● **THE EXERCISE**:
Pick out and copy every line of the data below that contains the string "countertop", matching case exactly.

^^^^^^^^^^^^^^^^

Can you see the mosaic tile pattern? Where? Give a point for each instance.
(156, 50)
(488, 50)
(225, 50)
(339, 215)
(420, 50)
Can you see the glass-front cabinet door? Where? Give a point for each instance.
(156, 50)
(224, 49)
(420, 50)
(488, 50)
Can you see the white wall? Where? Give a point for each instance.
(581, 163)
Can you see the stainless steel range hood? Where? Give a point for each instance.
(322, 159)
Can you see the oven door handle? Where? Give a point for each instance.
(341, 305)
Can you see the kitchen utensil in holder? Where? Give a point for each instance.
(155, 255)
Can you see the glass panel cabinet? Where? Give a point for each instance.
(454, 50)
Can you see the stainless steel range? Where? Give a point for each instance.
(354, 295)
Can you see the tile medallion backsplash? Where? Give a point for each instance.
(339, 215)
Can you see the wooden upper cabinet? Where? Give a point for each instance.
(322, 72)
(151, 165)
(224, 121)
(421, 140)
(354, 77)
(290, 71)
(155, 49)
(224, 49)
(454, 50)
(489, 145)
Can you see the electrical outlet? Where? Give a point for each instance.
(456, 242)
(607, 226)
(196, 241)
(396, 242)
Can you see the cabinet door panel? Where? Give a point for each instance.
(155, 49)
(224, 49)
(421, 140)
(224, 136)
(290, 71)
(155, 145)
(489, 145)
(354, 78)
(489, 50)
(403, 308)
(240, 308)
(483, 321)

^^^^^^^^^^^^^^^^

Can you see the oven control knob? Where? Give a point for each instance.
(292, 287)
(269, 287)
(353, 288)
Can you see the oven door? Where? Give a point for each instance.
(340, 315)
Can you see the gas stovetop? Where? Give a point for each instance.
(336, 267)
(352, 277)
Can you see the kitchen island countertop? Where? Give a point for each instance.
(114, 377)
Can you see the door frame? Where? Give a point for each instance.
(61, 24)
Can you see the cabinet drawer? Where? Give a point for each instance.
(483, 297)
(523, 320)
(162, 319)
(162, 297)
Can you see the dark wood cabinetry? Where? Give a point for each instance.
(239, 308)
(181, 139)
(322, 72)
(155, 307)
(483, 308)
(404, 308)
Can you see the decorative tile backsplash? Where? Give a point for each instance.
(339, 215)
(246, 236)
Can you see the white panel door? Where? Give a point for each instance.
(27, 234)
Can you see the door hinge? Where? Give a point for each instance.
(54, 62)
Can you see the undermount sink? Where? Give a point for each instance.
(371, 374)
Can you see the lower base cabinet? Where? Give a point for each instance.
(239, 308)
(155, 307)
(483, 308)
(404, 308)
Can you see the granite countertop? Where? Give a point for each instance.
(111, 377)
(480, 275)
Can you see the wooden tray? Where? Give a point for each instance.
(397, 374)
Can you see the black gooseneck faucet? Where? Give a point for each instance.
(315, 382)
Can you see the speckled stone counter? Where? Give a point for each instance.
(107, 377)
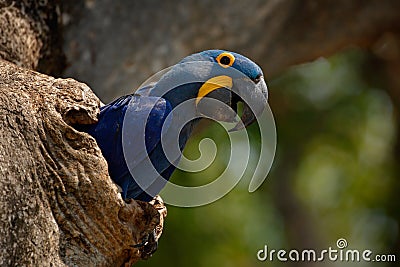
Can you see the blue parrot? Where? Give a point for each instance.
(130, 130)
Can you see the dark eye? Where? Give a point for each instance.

^^^^^^^^^^^^^^^^

● **ANSWER TO THIS TASK**:
Can you see the kitchen island countertop? Where? Give a point for each instance.
Can you see the granite countertop? Where? Give a point for each instance.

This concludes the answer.